> **Description of the task**:
Copy out every line from the line with "Every instance of the bird's wing" to the line with "point(607, 143)", both included, and shift each answer coordinate by adding -103 to it.

-- Begin Data excerpts --

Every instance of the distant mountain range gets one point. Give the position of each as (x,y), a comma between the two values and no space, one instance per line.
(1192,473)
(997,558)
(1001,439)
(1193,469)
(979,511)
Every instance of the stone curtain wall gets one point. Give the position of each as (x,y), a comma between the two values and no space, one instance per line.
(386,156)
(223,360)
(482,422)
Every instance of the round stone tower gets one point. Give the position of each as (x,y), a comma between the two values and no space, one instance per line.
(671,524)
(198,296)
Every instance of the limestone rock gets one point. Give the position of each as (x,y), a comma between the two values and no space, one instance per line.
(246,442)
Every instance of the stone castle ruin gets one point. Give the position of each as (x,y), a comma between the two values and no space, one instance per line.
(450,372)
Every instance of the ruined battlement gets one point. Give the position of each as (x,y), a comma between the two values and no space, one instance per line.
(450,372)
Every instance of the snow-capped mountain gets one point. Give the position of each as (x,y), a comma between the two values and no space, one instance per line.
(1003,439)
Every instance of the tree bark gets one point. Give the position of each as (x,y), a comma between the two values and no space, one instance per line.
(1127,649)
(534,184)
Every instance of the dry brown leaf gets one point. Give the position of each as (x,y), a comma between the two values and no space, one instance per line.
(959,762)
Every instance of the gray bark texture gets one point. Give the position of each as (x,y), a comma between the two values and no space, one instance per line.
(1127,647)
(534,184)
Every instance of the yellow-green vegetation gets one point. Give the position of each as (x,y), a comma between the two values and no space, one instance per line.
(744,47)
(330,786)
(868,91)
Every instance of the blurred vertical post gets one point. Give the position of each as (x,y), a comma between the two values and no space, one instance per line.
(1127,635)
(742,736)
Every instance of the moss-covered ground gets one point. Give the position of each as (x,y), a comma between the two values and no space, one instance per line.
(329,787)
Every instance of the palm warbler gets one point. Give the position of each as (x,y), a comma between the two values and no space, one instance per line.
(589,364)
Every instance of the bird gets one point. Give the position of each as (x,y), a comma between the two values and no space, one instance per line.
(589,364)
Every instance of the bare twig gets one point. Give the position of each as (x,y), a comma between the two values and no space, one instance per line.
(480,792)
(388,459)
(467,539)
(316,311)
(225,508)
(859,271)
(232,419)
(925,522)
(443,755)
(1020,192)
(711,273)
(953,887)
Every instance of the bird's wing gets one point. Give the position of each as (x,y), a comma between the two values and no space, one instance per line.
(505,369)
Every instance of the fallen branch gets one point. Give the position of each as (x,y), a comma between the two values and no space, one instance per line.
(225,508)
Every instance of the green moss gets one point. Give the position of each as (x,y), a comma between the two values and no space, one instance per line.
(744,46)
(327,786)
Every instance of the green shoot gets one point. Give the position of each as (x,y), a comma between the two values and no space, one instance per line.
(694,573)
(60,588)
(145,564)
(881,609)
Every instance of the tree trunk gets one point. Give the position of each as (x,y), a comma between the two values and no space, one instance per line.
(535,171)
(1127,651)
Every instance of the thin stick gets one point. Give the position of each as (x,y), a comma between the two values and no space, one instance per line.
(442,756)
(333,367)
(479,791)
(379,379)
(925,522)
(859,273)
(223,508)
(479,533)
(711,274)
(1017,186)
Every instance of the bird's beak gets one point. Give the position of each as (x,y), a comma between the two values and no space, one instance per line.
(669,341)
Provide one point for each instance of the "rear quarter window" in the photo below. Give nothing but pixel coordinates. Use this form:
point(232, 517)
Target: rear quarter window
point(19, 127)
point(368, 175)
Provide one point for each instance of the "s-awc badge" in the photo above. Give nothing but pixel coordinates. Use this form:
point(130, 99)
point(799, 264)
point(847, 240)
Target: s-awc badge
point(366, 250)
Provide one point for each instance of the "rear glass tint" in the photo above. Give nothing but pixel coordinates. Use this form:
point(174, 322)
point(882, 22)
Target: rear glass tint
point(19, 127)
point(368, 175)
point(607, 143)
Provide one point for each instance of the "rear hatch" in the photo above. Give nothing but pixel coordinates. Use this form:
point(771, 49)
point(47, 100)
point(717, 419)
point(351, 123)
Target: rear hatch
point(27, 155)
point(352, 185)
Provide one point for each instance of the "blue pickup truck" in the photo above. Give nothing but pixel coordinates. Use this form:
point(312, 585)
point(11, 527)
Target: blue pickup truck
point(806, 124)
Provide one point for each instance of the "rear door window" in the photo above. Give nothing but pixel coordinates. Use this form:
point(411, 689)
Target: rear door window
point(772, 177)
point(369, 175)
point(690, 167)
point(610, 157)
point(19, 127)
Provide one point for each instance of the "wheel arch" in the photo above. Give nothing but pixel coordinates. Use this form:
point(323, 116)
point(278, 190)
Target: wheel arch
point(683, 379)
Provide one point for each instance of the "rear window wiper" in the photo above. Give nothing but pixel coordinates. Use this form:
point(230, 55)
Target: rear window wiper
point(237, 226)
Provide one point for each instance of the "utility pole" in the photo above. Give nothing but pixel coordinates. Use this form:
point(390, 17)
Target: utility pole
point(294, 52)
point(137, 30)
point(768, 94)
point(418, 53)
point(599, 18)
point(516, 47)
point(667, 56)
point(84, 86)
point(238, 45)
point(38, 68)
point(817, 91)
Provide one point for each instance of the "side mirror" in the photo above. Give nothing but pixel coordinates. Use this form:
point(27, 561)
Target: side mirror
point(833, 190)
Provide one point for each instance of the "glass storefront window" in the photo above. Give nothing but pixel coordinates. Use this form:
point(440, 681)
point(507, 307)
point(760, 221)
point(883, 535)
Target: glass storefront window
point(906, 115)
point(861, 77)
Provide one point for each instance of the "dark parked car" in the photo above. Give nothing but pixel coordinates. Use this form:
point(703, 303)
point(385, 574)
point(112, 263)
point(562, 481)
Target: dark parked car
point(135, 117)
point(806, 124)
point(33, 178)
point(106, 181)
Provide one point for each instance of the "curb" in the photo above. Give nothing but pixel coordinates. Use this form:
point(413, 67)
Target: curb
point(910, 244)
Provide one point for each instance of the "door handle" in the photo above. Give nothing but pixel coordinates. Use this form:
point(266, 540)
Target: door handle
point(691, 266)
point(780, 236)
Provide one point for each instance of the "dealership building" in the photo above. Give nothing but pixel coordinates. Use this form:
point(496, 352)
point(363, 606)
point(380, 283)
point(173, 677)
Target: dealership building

-- End Data excerpts --

> **Response to this task**:
Every instance of the bird's wing gets one point. Give the position of each as (x,y), a comma between the two values and no space, one instance per line.
(402,266)
Every instance of the fallen branch gets one point. Give the position of each as (x,y), a comma between the two values and no space, one instance per line.
(122,405)
Every instance of the green moss gets one point. Give the position of each as (x,y), a comma between the two values and no space, one instance per line.
(641,-57)
(224,683)
Every instance of the green shoot gets one point. Give the position of each as (x,y), a comma between the two values and no space, one instance per line.
(591,470)
(-43,485)
(42,461)
(778,506)
Every instance of the tree trunk gets one point. Give the position of each as (x,y), a comma between the two values and no space, one instance per line.
(432,68)
(1024,548)
Every instance of the thin stick gets one point. Give the position of each as (x,y), a comma between the two values and no space, one instance per line.
(339,653)
(230,264)
(376,688)
(276,276)
(822,419)
(756,170)
(120,405)
(376,430)
(608,171)
(914,83)
Every instance of the bird's beak gets one point. Give the position of each as (x,y), a comma between the two values and no space, one instance per line.
(566,238)
Provide one point for each instance of the "rear quarter window" in the photo below. Give nothing but pixel coordinates. Use this form:
point(232, 517)
Target: rear quarter window
point(-84, 24)
point(265, 72)
Provide one point for each instance of the "s-awc badge" in the photo above. Give nothing but pixel coordinates. Use this form:
point(130, 99)
point(799, 264)
point(847, 240)
Target: s-awc badge
point(263, 147)
Provide one point for each instance of the "rear glass tint" in the photo above. Give nothing but pixel coordinates. Use this form:
point(174, 322)
point(882, 22)
Target: rear glass tint
point(-84, 24)
point(265, 72)
point(504, 40)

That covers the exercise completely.